::: Records to process :::

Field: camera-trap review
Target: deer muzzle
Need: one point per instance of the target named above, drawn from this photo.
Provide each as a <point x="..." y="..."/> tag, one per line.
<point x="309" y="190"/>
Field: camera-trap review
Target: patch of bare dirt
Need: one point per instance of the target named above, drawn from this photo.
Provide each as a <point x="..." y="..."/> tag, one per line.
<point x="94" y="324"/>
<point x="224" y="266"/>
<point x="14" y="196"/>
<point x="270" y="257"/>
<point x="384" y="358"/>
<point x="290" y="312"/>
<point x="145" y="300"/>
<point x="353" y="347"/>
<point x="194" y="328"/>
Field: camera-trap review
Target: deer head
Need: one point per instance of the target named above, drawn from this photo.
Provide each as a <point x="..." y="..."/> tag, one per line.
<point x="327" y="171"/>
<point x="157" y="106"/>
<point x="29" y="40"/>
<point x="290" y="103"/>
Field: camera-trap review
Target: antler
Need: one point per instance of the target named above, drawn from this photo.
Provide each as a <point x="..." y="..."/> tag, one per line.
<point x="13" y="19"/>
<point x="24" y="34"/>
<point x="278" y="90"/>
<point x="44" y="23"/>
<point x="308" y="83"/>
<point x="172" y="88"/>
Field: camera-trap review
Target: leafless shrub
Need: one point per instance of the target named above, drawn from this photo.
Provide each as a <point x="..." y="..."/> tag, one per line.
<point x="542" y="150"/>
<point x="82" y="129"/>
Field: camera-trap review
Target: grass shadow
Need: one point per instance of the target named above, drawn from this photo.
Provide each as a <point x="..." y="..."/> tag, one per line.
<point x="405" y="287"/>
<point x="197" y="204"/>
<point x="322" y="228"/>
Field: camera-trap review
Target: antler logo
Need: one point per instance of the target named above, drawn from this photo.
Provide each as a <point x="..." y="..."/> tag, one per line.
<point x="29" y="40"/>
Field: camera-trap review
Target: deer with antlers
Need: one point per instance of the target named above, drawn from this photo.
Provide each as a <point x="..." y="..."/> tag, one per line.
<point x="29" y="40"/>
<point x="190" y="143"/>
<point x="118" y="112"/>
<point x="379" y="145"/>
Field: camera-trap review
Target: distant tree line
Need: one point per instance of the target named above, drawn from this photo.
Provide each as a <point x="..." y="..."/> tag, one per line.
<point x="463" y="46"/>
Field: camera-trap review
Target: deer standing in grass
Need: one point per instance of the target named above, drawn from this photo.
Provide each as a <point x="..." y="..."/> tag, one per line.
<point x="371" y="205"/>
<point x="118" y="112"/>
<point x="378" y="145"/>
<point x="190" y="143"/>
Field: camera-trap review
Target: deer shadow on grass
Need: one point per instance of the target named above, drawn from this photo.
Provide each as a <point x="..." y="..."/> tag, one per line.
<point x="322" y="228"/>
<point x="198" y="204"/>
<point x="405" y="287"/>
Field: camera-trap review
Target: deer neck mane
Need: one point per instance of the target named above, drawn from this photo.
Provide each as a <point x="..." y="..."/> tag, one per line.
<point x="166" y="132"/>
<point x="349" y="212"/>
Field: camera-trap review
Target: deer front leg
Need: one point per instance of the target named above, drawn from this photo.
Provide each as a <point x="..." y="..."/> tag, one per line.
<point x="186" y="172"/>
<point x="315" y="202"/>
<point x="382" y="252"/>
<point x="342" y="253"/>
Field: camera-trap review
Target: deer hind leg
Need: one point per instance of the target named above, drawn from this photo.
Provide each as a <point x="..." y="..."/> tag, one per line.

:::

Exercise objective: Print out every entry, keeping each one exact.

Response for this exercise:
Field: camera-trap review
Target: deer muzzle
Need: one point per instance of the target named above, drawn from this photo.
Provide each as a <point x="..." y="..."/> tag, one per line.
<point x="309" y="190"/>
Field: camera-trap review
Target: patch of bare dirt
Need: one point per instance of the target named above, drawn from this photo.
Provide each as a <point x="..." y="..."/> tag, one per line.
<point x="94" y="324"/>
<point x="224" y="266"/>
<point x="14" y="196"/>
<point x="270" y="257"/>
<point x="384" y="358"/>
<point x="290" y="312"/>
<point x="145" y="300"/>
<point x="353" y="347"/>
<point x="194" y="328"/>
Field: camera-trap review
Target: deer head
Need: one point per instance of the target named above, drawn from this photo.
Provide each as a <point x="..." y="..."/> tag, one per line.
<point x="327" y="171"/>
<point x="157" y="106"/>
<point x="29" y="40"/>
<point x="290" y="103"/>
Field: camera-trap review
Target: antler
Need: one point per instance of the target named above, drawn from this photo.
Provide each as a <point x="..." y="..."/> tag, one per line.
<point x="13" y="19"/>
<point x="24" y="34"/>
<point x="278" y="90"/>
<point x="44" y="23"/>
<point x="308" y="83"/>
<point x="172" y="88"/>
Field: camera-trap review
Target: leafless shrub
Need: one point per instance of the target named above, drawn from this photo.
Provide each as a <point x="..." y="..."/> tag, one per line.
<point x="542" y="150"/>
<point x="82" y="129"/>
Field: camera-trap review
Target: grass shadow
Need: one point per instance of the target named above, drawn from this photo.
Provide each as a <point x="..." y="..."/> tag, one per line.
<point x="405" y="287"/>
<point x="197" y="204"/>
<point x="322" y="228"/>
Field: camera-trap review
Target: antler logo
Need: one point per instance of the target named above, drawn from this photo.
Provide each as a <point x="..." y="..."/> tag, one per line.
<point x="29" y="40"/>
Field: camera-trap review
Target: deer with antlers
Need: one point per instance of the target named above, drawn from this photo.
Provide each as a <point x="..." y="..."/> tag, one per line.
<point x="29" y="40"/>
<point x="190" y="143"/>
<point x="118" y="112"/>
<point x="379" y="145"/>
Field: camera-trap review
Target: distant tree line
Need: one point per instance of the target named above, drawn from this photo.
Provide each as a <point x="..." y="..."/> tag, one per line.
<point x="463" y="46"/>
Field: camera-trap review
Target: deer standing in grass
Need: one point per instance of the target named above, drawn from this photo.
Provide each as a <point x="..." y="..."/> tag, one per line.
<point x="371" y="205"/>
<point x="118" y="112"/>
<point x="378" y="145"/>
<point x="190" y="143"/>
Field: camera-trap review
Target: deer shadow on grass
Need: one point per instance of the target named above, drawn from this photo.
Provide each as a <point x="..." y="..."/> tag, one per line.
<point x="322" y="228"/>
<point x="198" y="204"/>
<point x="405" y="287"/>
Field: camera-trap review
Target: deer neck mane
Need: one point per instance of the target named above, drawn from this photo.
Provide each as a <point x="..." y="..."/> tag, one per line.
<point x="166" y="132"/>
<point x="349" y="212"/>
Field: camera-trap review
Target: deer front leg
Need: one point per instance of the target named above, drawn from this photo.
Provide each as a <point x="..." y="..."/> tag, one per line.
<point x="186" y="172"/>
<point x="315" y="202"/>
<point x="382" y="252"/>
<point x="342" y="253"/>
Field: camera-trap review
Target: deer hind leg
Need: one point per instance of the target named above, drawn from this photo.
Provide each as a <point x="..." y="..."/> tag, one per line.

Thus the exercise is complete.